====== Artikel ======

IT COMES AT NIGHT (2017)
Rasyidharry
September 04, 2017
Brian McOmber
,
Carmen Ejogo
,
Christopher Abbott
,
David Pendleton
,
horror
,
Joel Edgerton
,
Kelvin Harrison Jr.
,
Lumayan
,
REVIEW
,
Trey Edward Shults
4 komentar
Arthouse horror, hipster horror, atau seperti disebut Steve Rose dari The Guardian, post-horror (apalah arti istilah?) semakin mencuat belakangan ini. Judul-judul macam The Witch dan Under the Skin bisa tergolong spesies tersebut, di mana tempo lambat, mengutamakan atmosfer, ancaman tak kasat mata daripada jump scare, cerita metaforikal, adalah beberapa kriteria penyusun. It Comes at Night buatan Trey Edward Shults (Krisha) pun serupa, berusaha memancing ketakutan dari alam pikiran alih-alih indera penglihatan. Pendekatan yang membelah opini kritikus dan penonton biasa, mengacu pada perbandingan skor Rotten Tomatoes (88%) dan Cinemascore (D).
Sebagaimana komedi tergantung selera humor, efektivitas horor tidak terlepas dari apa yang masing-masing penonton takuti. Pengalaman hingga aspek kultural berperan besar. Contohnya, meski sama-sama found footage, keranda mayat di Keramat jauh lebih mencengkeram dibanding selimut terbang Paranormal Activity, karena itu termasuk kepercayaan mistik kampung saya. Dalam kasus It Comes at Night, Shults menjadikannya lahan katarsis pasca sang ayah meninggal, yang selain membawa duka, mendorong kontemplasi soal kematian itu sendiri, bahwa hidup itu fana, dan rasa takut terhadapnya menimbulkan efek domino berupa kecemasan, ketidakpercayaan, menutup diri, paranoia, kemudian kehilangan hati.

====== Data Tersimpan ======

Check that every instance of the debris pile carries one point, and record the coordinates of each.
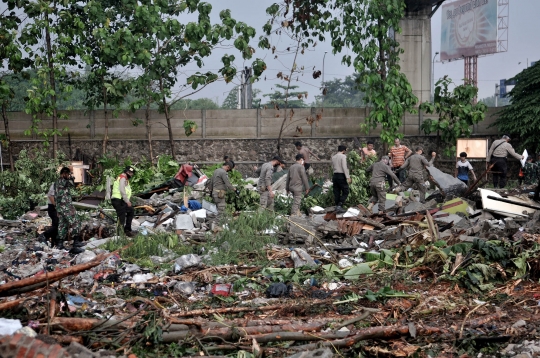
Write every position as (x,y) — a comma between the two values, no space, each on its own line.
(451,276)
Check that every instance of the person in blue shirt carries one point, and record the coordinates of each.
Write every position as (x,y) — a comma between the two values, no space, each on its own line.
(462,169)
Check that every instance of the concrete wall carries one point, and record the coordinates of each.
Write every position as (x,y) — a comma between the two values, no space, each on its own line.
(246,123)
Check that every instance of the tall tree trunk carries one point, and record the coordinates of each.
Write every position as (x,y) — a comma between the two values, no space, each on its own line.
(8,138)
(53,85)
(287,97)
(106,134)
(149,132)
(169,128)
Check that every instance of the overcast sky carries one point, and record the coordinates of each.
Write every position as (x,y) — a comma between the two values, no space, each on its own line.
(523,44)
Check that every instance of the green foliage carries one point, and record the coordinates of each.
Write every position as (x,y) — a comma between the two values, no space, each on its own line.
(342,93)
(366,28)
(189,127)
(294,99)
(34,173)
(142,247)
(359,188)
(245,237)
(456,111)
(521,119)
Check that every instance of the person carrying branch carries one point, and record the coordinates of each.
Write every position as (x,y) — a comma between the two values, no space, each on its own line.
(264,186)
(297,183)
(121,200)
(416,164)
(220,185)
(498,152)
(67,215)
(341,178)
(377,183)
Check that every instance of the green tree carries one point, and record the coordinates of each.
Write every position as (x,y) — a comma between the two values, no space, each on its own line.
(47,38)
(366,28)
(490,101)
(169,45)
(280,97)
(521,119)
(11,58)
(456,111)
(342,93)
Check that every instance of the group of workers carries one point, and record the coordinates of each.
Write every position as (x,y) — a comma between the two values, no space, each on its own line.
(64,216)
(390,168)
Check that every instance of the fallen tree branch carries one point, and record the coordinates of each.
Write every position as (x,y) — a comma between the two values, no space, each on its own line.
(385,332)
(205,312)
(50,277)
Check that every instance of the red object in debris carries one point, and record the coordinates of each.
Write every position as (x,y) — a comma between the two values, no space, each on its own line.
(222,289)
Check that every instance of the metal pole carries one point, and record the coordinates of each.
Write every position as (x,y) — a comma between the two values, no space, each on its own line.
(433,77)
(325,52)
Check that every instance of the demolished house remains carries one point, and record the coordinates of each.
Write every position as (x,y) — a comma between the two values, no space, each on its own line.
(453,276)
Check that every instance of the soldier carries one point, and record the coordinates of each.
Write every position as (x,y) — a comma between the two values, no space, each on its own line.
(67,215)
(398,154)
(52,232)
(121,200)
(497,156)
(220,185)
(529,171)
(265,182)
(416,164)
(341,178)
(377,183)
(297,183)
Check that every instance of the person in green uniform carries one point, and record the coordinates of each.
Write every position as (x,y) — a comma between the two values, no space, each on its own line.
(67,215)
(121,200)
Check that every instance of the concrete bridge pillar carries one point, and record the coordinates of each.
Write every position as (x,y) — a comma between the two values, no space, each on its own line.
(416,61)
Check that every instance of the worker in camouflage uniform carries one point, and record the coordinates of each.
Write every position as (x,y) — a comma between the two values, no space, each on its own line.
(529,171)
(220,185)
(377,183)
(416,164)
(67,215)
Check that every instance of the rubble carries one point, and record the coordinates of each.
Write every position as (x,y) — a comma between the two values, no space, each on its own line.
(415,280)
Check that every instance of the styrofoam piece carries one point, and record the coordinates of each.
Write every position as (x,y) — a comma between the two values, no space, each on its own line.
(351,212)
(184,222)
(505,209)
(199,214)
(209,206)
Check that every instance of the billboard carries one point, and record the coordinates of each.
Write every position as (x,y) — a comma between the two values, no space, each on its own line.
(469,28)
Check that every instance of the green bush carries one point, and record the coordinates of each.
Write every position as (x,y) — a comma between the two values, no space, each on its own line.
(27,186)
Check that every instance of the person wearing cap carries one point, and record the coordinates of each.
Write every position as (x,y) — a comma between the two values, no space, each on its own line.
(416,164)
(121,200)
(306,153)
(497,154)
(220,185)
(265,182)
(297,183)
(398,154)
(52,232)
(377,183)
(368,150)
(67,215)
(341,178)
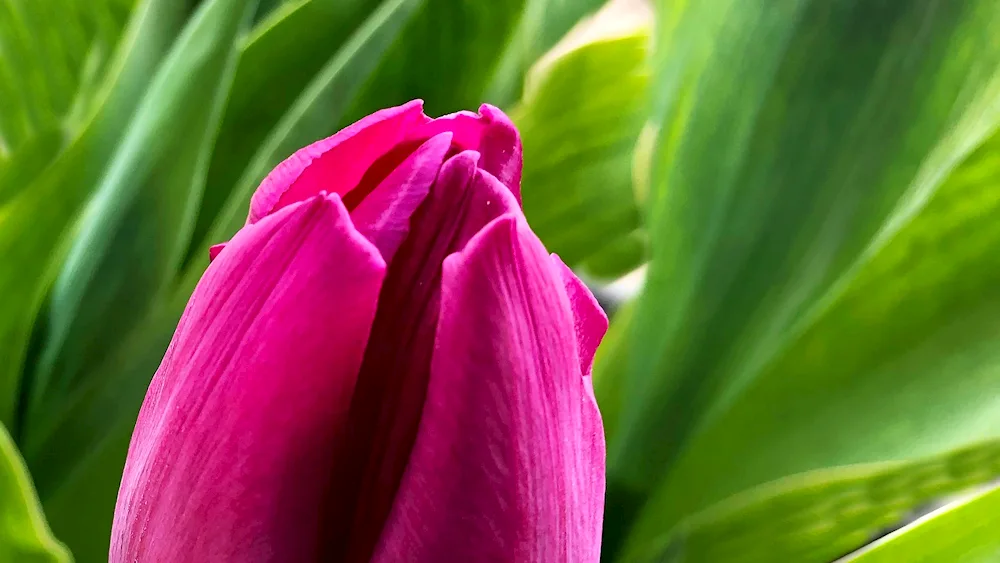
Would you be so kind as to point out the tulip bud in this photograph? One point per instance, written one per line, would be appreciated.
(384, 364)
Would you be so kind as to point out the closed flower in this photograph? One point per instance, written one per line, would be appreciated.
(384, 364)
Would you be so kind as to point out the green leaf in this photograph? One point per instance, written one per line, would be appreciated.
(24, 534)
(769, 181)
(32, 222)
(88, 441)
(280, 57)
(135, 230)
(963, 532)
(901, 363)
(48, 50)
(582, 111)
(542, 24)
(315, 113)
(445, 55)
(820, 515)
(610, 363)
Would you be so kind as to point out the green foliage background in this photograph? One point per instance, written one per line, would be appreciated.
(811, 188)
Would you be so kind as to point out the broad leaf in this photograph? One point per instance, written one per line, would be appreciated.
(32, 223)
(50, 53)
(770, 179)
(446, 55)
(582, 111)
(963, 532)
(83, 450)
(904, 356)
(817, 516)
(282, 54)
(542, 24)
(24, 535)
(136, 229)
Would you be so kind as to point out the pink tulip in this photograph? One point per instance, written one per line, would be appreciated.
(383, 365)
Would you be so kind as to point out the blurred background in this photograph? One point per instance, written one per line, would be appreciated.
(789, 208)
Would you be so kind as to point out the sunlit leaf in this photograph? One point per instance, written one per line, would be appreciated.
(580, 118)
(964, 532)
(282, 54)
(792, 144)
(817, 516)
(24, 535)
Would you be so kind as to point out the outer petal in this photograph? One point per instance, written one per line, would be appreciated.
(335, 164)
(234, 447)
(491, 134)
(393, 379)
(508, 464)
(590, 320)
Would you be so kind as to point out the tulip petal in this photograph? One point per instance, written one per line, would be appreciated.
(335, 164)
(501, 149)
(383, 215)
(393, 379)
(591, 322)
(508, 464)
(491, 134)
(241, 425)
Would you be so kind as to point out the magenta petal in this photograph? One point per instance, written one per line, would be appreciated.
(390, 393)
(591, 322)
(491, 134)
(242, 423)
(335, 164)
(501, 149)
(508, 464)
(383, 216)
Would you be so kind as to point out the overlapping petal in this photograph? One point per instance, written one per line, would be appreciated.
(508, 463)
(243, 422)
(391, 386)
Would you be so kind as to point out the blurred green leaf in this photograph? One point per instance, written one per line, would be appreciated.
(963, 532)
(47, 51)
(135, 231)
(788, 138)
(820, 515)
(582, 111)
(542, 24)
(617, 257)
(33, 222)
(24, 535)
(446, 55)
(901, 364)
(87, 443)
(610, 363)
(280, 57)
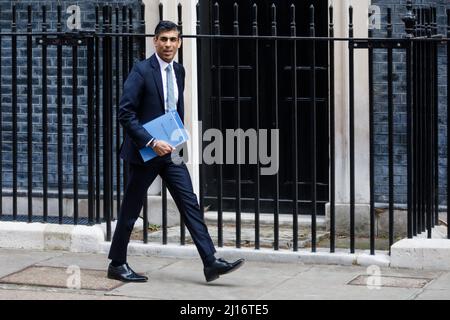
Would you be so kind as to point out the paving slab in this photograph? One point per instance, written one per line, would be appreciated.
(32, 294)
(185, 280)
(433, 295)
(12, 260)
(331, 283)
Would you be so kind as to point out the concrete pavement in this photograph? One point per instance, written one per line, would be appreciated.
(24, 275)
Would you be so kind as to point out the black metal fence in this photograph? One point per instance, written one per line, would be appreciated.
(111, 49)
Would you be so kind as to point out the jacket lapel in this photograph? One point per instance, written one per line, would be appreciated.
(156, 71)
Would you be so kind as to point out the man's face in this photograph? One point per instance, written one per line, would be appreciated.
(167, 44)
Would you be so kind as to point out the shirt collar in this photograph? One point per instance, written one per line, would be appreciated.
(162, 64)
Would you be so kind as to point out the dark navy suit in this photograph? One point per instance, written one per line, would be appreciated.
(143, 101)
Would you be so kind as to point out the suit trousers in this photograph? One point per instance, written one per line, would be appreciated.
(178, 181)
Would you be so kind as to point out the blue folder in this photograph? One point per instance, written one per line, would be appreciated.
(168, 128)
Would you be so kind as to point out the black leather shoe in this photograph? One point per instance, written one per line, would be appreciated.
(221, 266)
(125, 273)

======

Instruksi Singkat 1 :: Dalam ulasan film It Comes at Night, peristiwa apa yang mendorong Trey Edward Shults menjadikan film ini lahan katarsis?
Instruksi Singkat 2 :: Teruskan ulasan film It Comes at Night mulai dari kalimat terakhirnya.
Data tersebut tidak diperlukan.

Hasil 1 :: Meninggalnya sang ayah.

Hasil 2 ::
Bagi Shults semua itu menyeramkan, dan tokoh-tokohnya, keluarga kecil yang berisi Paul sang ayah (Joel Edgerton dengan jenggot berantakan serta tatapan pilu, dapat diandalkan sebagai representasi sisi suram manusia), Sarah sang ibu (Carmen Ejogo), serta si putera tunggal yang masih remaja, Travis (Kelvin Harrison Jr.), merasakan hal sama setelah penyakit misterius mewabah. Skala, penyebab, dan metode penularan tak pernah dijelaskan, pastinya, penyakit ini memaksa Paul menembak mati ayah mertuanya, Bud (David Pendleton) yang terjangkit. Demi keamanan, Paul menyegel seluruh rumah, membuat sederet peraturan termasuk pelarangan keluar rumah kecuali terpaksa dan harus mengenakan masker. Sampai suatu malam, seorang pria bernama Will (Christopher Abbott) menerobos masuk.
It Comes at Night didominasi pemandangan Travis berjalan di koridor gelap hanya ditemani lentera selaku perwakilan isi pikiran Shults, atau lebih tepatnya mimpi buruk sang sutradara. Ketakutan, penyesalan, kecemasan, hasrat terpendam, bercampur aduk. Pergerakan lambatnya bagai uji ketahanan bagi penonton, namun tidak draggy, seperlunya, pula didukung fakta durasi film hanya 91 menit. Dan tatkala tiba waktunya intensitas sedikit ditingkatkan, walau minim di kuantitas, tidak dengan kualitas. Di paruh awal, pada proses menuju kedatangan mendadak Will, Shuls memperlihatkan pembangunan ketegangan kelas satu, yang kerap dilupakan banyak sineas arthouse horror, mencuatkan potensi jika kelak ia beralih ke mainstream horror.
Diawali close-up ke arah lukisan ditemani gemuruh musik atmosferik Brian McOmber. Lalu musik meredup hingga samar, kamera berpindah pelan menyoroti lorong gelap seiring langkah kaki hati-hati Travis yang memasuki kamar sang kakek, sebelum Shuls mengejutkan kita dengan satu-satunya jump scare nyata di film ini yang disusun oleh gambar mengerikan plus efek suara mencekam. Saat jantung penonton tengah terpacu, adegan langsung berpindah cepat ke sekuen kehadiran Will, menjaga stabilitas intensitas di titik puncak. Rangkaian adegan tersebut menunjukkan pemahaman Shuls akan fase psikis terciptanya ketegangan dan rasa takut, yang sayangnya enggan ia ulangi.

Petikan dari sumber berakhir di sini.